» **TEXTO**:
○ ○ ○ ○

La siesta nos sienta bien. Ya estamos dispuestos a
vivir el resto de la tarde como si fuera la primera. El sol que quedaba en la
parte más alta de la fachada de enfrente del hotel se acaba de evaporar, y en
espera de echarnos a la calle a un nuevo paseo nos ponemos a leer y a escuchar
a Brahms. El piano melancólico imprime sus notas en este silencio que nos hace tan buena e
impagable compañía. El Concerto número 1 avanza hacia un final imposible. De
Brahms me gusta casi todo. Hasta la estatua del músico que encontré en mi
camino hacia el palacio de Belvedere durante el viaje a Viena que realizamos
los Tres hace unos años me impresionó tanto que hace poco puse como foto de
perfil de Facebook una que me hizo mi hijo mayor sin que yo me diera cuenta
escribiendo en mi libreta de relángrafos a los pies del pedestal del autor de
este Concerto número 1 que ahora suena en esta habitación de hotel mientras la
luz de la tarde va oscureciendo a ojos vistas en el cristal de la puerta que
sale a la terraza. Lo bueno que tiene la música que nos hace compañía es que la
podemos pausar según las circunstancias y la podemos volver a escuchar cuando
la necesitemos. Y así lo hago. Hasta la próxima, Brahms. Tal vez cuando volvamos
del paseo. O quizás …
Al llegar a los cipreses del palacio modernista nos
hemos encontrado con el chaaaar incesante de los estorninos de cada tarde. Su
piar en do oscuro y prolongado es un toque de alarma en medio del silencio de
la noche y el susurro de las hojas caídas pisadas por los escasos caminantes que
como nosotros se atreven a desafiar el viento frío que viene del mar, que a
unos pasos de nosotros emite su melopea duradera, más duradera que la de estos
pobres pájaros oscuros que buscan pasar la noche en compañía de centenares de
los suyos para rehuir el miedo, y que una vez pasado el mal trago nocturno al
cobijo del ropaje espeso de los cipreses, volverán, con la luz del día a pintar
el cielo con sus nubes negras movedizas y caprichosas.

○ ○ ○ ○

» **TAREAS**:
a - Contesta estas preguntas sobre el texto sobre Brahms y los estorninos:
(i) ¿Qué obra de Brahms suena en la habitación del hotel?
(ii) ¿En qué ciudad estaba la estatua del músico que se menciona?
(iii) ¿Dónde pasan la noche los estorninos?
b - Enumera los sonidos que, según el texto sobre Brahms y los estorninos, se oyen al llegar a los cipreses del palacio modernista.
c - Por favor, escribe una continuación del texto sobre Brahms y los estorninos a partir de su última frase.

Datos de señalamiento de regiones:

○ ○ ○ ○

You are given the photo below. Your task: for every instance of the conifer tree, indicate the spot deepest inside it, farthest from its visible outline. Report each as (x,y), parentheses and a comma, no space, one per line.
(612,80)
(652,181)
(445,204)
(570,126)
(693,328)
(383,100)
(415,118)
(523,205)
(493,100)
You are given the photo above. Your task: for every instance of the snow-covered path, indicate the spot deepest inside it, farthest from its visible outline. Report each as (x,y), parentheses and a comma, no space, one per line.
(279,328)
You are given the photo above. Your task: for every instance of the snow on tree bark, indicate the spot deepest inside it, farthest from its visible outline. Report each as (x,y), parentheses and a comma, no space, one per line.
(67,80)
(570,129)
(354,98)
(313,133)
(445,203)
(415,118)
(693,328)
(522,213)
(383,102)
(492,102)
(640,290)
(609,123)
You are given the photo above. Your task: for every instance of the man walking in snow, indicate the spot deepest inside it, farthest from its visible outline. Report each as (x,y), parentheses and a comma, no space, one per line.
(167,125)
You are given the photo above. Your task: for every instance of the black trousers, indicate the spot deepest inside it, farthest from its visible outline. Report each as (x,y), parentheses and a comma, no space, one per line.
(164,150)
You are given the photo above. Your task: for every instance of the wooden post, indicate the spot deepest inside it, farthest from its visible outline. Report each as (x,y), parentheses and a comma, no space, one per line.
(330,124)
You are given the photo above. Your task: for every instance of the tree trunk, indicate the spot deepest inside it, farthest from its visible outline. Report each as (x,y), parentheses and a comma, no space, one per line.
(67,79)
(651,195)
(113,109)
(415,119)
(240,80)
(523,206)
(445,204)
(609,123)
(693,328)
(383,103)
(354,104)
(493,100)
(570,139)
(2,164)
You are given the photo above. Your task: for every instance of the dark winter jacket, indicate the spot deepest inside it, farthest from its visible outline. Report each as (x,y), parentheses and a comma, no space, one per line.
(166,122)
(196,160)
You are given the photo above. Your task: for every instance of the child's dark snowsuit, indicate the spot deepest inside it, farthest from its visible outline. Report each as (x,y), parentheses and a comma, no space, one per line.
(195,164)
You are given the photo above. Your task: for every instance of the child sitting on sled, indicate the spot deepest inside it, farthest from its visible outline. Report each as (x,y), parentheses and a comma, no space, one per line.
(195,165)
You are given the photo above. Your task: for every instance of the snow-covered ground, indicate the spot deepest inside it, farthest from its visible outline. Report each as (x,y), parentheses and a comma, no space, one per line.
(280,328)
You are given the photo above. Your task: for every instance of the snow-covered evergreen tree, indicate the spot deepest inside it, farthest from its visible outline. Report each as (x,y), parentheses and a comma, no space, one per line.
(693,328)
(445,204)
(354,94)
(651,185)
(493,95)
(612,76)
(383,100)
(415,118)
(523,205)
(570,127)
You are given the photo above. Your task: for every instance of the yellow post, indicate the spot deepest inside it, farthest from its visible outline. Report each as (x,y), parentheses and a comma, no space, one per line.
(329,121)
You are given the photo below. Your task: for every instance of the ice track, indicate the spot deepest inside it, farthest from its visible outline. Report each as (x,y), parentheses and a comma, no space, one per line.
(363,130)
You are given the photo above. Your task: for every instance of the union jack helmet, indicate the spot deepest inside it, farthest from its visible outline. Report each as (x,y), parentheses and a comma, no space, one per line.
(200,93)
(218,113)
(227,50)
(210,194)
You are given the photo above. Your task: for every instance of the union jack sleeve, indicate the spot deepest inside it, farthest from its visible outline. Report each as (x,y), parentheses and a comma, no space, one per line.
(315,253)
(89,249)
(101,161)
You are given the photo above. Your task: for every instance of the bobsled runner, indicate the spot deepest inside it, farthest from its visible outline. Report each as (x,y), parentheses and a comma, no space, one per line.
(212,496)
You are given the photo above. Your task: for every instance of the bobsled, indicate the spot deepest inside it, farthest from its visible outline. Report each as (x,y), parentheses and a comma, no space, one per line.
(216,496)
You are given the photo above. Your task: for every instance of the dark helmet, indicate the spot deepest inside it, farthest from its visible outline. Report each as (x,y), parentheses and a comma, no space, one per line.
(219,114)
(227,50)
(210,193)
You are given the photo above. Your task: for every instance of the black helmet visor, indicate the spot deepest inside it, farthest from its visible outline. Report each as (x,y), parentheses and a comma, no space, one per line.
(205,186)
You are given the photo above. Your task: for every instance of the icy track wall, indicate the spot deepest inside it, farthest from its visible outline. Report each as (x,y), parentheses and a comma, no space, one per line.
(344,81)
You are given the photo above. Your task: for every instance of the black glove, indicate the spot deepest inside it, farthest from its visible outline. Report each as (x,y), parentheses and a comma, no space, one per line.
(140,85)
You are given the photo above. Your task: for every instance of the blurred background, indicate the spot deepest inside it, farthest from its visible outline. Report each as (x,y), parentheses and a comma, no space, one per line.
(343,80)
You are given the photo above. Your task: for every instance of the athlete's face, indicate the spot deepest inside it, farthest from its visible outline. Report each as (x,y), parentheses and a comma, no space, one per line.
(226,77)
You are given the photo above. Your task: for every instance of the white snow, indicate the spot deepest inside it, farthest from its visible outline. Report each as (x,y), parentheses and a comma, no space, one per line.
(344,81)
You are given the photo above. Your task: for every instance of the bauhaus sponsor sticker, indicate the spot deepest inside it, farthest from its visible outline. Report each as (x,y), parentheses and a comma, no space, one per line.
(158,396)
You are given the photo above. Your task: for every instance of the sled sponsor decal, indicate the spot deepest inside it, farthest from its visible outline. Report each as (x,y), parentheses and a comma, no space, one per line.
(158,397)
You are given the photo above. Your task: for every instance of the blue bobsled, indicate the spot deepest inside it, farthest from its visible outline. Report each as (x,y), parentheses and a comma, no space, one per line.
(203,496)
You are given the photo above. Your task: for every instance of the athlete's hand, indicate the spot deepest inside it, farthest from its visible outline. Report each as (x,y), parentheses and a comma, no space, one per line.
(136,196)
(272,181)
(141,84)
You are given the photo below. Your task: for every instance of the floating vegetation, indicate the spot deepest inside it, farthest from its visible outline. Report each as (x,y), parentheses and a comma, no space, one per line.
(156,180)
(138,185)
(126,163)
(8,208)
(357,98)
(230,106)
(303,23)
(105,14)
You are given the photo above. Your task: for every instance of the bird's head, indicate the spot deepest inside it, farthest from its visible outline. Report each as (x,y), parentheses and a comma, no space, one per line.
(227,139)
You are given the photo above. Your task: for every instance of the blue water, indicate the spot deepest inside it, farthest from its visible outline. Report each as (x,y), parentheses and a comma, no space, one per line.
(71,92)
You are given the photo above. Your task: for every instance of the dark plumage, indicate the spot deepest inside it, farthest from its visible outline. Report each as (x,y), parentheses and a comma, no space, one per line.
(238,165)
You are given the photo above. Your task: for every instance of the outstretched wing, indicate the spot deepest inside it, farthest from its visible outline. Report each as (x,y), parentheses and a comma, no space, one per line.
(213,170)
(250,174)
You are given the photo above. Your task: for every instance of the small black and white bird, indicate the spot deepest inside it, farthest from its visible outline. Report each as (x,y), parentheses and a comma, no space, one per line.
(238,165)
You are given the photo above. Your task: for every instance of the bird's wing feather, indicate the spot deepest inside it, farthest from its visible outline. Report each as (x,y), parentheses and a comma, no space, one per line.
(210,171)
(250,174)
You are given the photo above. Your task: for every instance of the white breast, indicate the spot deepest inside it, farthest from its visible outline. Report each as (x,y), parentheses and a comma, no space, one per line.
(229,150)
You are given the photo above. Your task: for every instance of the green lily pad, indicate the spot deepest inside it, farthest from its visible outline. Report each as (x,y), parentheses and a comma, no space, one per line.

○ ○ ○ ○

» **RESPUESTAS**:
a -
(i) El Concerto número 1.
(ii) En Viena.
(iii) Al cobijo del ropaje espeso de los cipreses.

b -
- El chaaaar incesante, o piar, de los estorninos
- El susurro de las hojas caídas pisadas por los caminantes
- La melopea duradera del mar

c -
Mientras caminábamos calle de Barcelona arriba hacia el
paso del tren con barrera, hablamos de los amigos con quienes vamos a ir a
comer un día del mes de diciembre próximo Los apreciamos mucho porque
generosamente han compartido con nosotros muy buenos momentos de nuestra vida.
Los recordamos con cariño acompañándome en más de un recital de poesía y al
conjuro de ese recuerdo brillan en mi mente imágenes de escenas repartidas a lo
largo del tiempo, entre enfermedades, decepciones, alegrías y bendiciones de
todo tipo. Y hemos ido envejeciendo podíamos decir que casi juntos y celebrando
acontecimientos sociales y laborales comunes. Les he dado la tabarra con mi
poesía y ellos la han aceptado con paciencia en varias cenas y comidas y desde
aquí les pido perdón por mi impudoroso atrevimiento.
Perdón por mi impudoroso atrevimiento,
amigos de siempre, hermanos de libros y de vida,
al daros la tabarra con mis versos.
Pero es que casi siempre los escribía
para daros las gracias por vuestra generosa paciencia
y para celebrar vuestra impagable compañía.
Sin vosotros no habría sido igual
mi camino del oficio y de la tiza.
En horas bajas estabais ahí para animarme
y hacerme comprender que la alegría
va siempre de la mano de la sombra
que proyecta la tristeza cada día.
Gracias por acompañarme y aplaudirme
en la lectura de mi modesta poesía,
sincera y sencilla como la amistad,
el amor, el destino y la familia.
Cuando de niños hacíamos una cosa mala nuestros padres
no nos echaban directamente la culpa de lo que habíamos hecho; se la echaban a
terceros diciendo “Son las malas compañías”, y eso en vez de dejarnos conformes
nos hacía pensar que si eso decían nuestros padres de nosotros, para los padres
de nuestros amigos éramos nosotros las malas compañías. Y es que realmente no
existen las malas compañías en sí mismas. Cada uno de nosotros sabíamos ya
entonces que si habíamos hecho algo malo éramos nosotros y no los demás los
responsables de nuestros actos. Pienso eso ahora aquí a muchos kilómetros y a
muchos años de distancia de nuestra infancia y adolescencia cuando en nuestra
excursión de hoy, sexto día de nuestra estancia en esta población del mar, un
día soleado aunque bastante azotado por el viento, por el llamado Camí de Ronda
a Playa Larga, lugar idílico donde los hubiera en los años ochenta donde
hicimos camping con nuestros dos hijos a la orilla del mar, entre rocas y pinos,
hemos mantenido una conversación con un ciclista del lugar, jubilado como
nosotros, en uno de nuestros altos en un banco al refugio del viento y con
espléndidas vistas al mar.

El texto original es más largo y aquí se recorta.